### WRITTEN PROBLEM
How many lines in the records below contain the string "woman", with case counting? Reply with the number alone.

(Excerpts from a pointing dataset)

========================

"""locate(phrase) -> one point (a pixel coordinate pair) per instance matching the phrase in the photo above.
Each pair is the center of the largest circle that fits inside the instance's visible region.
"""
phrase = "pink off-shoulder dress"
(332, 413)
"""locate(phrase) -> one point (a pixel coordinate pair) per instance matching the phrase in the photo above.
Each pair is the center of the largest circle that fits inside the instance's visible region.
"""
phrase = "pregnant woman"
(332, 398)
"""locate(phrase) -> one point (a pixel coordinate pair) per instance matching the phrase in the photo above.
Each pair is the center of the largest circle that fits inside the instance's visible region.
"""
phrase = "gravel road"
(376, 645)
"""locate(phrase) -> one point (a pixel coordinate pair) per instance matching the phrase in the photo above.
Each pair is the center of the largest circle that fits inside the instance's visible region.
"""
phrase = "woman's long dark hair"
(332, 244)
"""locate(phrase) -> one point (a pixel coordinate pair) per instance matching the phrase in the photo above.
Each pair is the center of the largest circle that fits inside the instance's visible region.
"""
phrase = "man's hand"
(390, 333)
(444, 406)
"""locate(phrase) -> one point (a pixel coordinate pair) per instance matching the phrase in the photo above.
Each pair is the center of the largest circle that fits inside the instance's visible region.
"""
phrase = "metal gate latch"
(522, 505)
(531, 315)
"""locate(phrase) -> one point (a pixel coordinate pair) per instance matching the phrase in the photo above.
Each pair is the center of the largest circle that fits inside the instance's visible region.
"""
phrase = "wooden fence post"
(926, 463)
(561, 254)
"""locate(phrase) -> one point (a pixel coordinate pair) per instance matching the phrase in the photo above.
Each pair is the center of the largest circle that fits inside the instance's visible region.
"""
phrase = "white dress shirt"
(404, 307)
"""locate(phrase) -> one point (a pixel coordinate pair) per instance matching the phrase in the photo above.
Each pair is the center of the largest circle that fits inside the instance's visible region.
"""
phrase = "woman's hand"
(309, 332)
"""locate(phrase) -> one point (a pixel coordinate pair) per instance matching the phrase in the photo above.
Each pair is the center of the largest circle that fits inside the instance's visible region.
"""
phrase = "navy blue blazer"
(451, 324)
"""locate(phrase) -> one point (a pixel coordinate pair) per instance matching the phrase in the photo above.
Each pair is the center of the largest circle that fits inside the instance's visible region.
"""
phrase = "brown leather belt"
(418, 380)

========================

### ANSWER FOR THE TASK
3